### Problem to work on
Transcribe all records exactly.

-- begin Supplied information --

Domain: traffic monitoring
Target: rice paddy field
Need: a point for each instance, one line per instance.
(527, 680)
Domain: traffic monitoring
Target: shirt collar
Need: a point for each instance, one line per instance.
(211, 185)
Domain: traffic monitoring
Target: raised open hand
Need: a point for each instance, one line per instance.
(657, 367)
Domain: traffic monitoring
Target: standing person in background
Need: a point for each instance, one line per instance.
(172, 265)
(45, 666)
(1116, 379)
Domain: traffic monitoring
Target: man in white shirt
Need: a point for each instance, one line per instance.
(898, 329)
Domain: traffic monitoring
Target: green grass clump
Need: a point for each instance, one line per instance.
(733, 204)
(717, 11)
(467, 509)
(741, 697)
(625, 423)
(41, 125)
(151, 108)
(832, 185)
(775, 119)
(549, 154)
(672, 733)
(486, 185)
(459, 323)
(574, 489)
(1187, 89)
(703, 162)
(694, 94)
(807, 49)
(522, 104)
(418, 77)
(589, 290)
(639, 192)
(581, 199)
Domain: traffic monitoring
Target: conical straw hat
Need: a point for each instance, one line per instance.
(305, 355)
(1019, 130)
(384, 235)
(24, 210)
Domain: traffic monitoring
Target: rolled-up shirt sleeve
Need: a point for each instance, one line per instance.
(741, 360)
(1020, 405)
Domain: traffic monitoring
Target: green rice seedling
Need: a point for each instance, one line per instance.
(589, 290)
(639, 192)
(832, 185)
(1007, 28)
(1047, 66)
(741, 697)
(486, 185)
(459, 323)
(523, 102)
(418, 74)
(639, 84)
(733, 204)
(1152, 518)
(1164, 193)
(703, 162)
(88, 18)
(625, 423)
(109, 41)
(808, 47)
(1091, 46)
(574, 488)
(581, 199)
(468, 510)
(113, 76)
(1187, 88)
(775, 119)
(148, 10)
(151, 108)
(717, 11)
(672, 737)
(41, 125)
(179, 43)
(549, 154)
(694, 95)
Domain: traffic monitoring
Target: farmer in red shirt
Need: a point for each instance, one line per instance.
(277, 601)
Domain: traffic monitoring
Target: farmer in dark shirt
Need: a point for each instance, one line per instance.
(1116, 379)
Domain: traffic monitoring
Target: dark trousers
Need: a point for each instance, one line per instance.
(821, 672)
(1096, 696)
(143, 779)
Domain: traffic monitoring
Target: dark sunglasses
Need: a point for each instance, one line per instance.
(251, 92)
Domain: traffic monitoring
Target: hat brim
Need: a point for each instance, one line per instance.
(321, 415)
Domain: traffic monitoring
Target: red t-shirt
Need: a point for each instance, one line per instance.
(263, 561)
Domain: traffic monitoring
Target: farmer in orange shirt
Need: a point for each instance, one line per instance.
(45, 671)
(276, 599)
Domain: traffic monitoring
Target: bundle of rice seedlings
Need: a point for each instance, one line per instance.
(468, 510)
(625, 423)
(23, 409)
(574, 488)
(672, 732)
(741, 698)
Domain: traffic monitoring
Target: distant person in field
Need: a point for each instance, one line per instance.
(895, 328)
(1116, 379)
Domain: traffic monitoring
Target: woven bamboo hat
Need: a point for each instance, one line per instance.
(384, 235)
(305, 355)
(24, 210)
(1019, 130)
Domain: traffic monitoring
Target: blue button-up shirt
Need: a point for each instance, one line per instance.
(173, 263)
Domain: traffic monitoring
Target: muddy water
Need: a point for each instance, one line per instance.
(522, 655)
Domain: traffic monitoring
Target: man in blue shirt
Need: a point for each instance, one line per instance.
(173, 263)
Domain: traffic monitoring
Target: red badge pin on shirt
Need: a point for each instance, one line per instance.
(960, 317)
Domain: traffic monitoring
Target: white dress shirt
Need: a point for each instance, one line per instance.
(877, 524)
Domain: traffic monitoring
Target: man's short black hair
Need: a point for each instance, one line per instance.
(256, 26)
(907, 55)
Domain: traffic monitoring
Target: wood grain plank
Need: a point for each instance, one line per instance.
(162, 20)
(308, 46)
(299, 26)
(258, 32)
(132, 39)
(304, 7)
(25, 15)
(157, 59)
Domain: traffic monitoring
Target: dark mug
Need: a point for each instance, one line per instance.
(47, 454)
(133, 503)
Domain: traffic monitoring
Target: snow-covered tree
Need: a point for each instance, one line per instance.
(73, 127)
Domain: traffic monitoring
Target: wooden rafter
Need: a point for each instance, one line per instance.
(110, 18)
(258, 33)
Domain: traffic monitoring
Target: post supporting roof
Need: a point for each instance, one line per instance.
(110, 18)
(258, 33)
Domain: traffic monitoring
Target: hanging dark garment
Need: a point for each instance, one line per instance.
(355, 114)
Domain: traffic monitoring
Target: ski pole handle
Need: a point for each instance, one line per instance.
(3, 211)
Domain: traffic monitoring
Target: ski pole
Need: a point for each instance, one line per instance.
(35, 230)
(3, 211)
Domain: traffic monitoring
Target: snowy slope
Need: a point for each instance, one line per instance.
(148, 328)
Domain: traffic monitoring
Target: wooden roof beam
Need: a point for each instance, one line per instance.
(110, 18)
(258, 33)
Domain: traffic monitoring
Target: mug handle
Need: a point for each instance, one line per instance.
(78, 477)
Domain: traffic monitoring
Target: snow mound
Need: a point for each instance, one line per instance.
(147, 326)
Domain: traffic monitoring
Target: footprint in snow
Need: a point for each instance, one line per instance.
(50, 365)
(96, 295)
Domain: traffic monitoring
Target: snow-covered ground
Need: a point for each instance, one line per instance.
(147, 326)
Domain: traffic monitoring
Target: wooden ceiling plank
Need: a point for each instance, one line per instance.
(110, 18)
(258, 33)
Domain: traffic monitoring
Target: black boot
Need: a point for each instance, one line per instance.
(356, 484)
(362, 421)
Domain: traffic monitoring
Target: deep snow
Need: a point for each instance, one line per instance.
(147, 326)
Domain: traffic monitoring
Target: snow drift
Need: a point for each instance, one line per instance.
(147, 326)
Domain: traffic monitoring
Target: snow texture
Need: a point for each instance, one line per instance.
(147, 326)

-- end Supplied information --

### Answer in full
Domain: traffic monitoring
Target: rice paddy field
Need: a point for each instance, one line per instance.
(527, 680)
Domain: traffic monitoring
Target: shirt collar
Need: a point for each instance, one line per instance.
(211, 185)
Domain: traffic monitoring
Target: raised open hand
Need: a point for each instance, one line per instance.
(657, 367)
Domain: traffic monitoring
Target: standing person in background
Need: a point for each instance, one line per instance.
(172, 265)
(45, 666)
(1116, 379)
Domain: traffic monitoring
Target: man in white shirt
Need: a point for each instance, one line per instance.
(898, 329)
Domain: traffic monitoring
Target: green grass clump
Need: a point for each instance, one line per instance.
(733, 204)
(717, 11)
(467, 509)
(741, 697)
(625, 423)
(41, 125)
(151, 108)
(832, 185)
(775, 119)
(549, 154)
(672, 733)
(486, 185)
(459, 323)
(574, 489)
(1187, 89)
(703, 162)
(694, 94)
(807, 49)
(522, 104)
(418, 77)
(589, 290)
(639, 192)
(581, 199)
Domain: traffic monitoring
Target: conical straw hat
Need: a point for each instance, one line per instance.
(305, 355)
(1019, 130)
(384, 235)
(24, 210)
Domain: traffic monitoring
Target: rolled-up shirt sleeve
Need: a point for each instance, one line per instance.
(741, 360)
(1020, 405)
Domain: traffic monitoring
Target: green rice seedling
Need: a point for each instance, one line per instance.
(589, 290)
(639, 192)
(832, 185)
(1007, 28)
(1047, 66)
(741, 697)
(486, 185)
(459, 323)
(523, 102)
(418, 74)
(639, 84)
(733, 204)
(1152, 518)
(1164, 193)
(703, 162)
(88, 18)
(625, 423)
(109, 41)
(808, 47)
(1091, 46)
(574, 488)
(581, 199)
(468, 510)
(113, 76)
(1187, 88)
(775, 119)
(148, 10)
(151, 108)
(717, 11)
(672, 737)
(41, 125)
(179, 43)
(549, 154)
(694, 95)
Domain: traffic monitoring
Target: farmer in red shirt
Need: a point for each instance, one line per instance.
(277, 601)
Domain: traffic monitoring
Target: farmer in dark shirt
Need: a point for each instance, one line per instance.
(1116, 379)
Domain: traffic monitoring
Target: dark trousers
Need: a point for each instance, one line per instance.
(821, 672)
(1096, 696)
(143, 779)
Domain: traffic monitoring
Target: dark sunglasses
Need: a point for each instance, one line per instance.
(251, 92)
Domain: traffic monitoring
Target: hat brim
Need: a point for each instance, one line per instance.
(321, 415)
Domain: traffic monitoring
Target: red t-shirt
Need: a point for each instance, one line per instance.
(263, 561)
Domain: traffic monitoring
Target: farmer in orange shirt
Need: a point for each instance, one line per instance.
(45, 671)
(276, 599)
Domain: traffic monitoring
Target: bundle of rice seedlings
Need: a point for each instance, one line per instance.
(468, 510)
(625, 423)
(23, 409)
(574, 488)
(672, 732)
(741, 698)
Domain: traffic monitoring
Target: distant person in field
Need: a point for each instance, one line per instance.
(895, 328)
(1116, 379)
Domain: traffic monitoring
Target: woven bamboo hat
Need: a point for each instance, one line per instance.
(384, 235)
(305, 355)
(24, 210)
(1019, 130)
Domain: traffic monitoring
Target: blue button-up shirt
Need: a point for each instance, one line per instance.
(173, 263)
Domain: traffic monitoring
Target: muddy water
Need: a point for each instance, one line per instance.
(522, 655)
Domain: traffic monitoring
Target: man in blue shirt
Need: a point for each instance, one line per instance.
(173, 263)
Domain: traffic monitoring
Target: red badge pin on shirt
Need: a point for each instance, one line per instance.
(960, 317)
Domain: traffic monitoring
Target: white dress shirt
Need: a point for each instance, one line per instance.
(877, 524)
Domain: traffic monitoring
Target: man's short black hair
Need: a point for each instance, one line per instance.
(256, 26)
(907, 55)
Domain: traffic monitoring
Target: wood grain plank
Need: a point for each instance, one line per instance.
(162, 20)
(308, 46)
(299, 26)
(258, 32)
(132, 39)
(304, 7)
(25, 15)
(157, 59)
Domain: traffic monitoring
Target: dark mug
Need: a point for each instance, one line per instance.
(47, 454)
(133, 503)
Domain: traffic monitoring
Target: snow-covered tree
Need: a point for each instance, one line per instance.
(73, 127)
Domain: traffic monitoring
Target: wooden rafter
Need: a point for each instance, one line per instance.
(110, 18)
(258, 33)
Domain: traffic monitoring
Target: post supporting roof
Need: a point for each instance, one line per instance.
(110, 18)
(258, 33)
Domain: traffic monitoring
Target: hanging dark garment
Need: a point for each instance, one line per instance.
(355, 114)
Domain: traffic monitoring
Target: ski pole handle
Need: a point for each instance, one line per instance.
(3, 211)
Domain: traffic monitoring
Target: ski pole
Need: a point for each instance, one line per instance.
(35, 230)
(3, 211)
Domain: traffic monitoring
Target: snowy slope
Need: a point for each instance, one line per instance.
(148, 328)
Domain: traffic monitoring
Target: wooden roof beam
Need: a point for each instance, one line per instance.
(110, 18)
(258, 33)
Domain: traffic monitoring
Target: mug handle
Need: a point for each instance, one line per instance.
(78, 477)
Domain: traffic monitoring
Target: snow mound
Need: a point for each instance, one line per instance.
(147, 326)
Domain: traffic monitoring
Target: footprint in snow
Need: a point for each instance, one line per instance.
(50, 365)
(96, 295)
Domain: traffic monitoring
Target: snow-covered ground
Need: a point for each instance, one line per instance.
(147, 326)
Domain: traffic monitoring
Target: wooden ceiling plank
Need: a point for each instance, one line per instance.
(110, 18)
(258, 33)
Domain: traffic monitoring
Target: black boot
Need: a point for each instance, one line per instance.
(356, 484)
(362, 421)
Domain: traffic monitoring
Target: deep snow
Need: a point for each instance, one line per instance.
(147, 326)
Domain: traffic monitoring
Target: snow drift
Need: a point for each instance, one line per instance.
(147, 326)
Domain: traffic monitoring
Target: snow texture
Need: a point for each instance, one line per instance.
(147, 326)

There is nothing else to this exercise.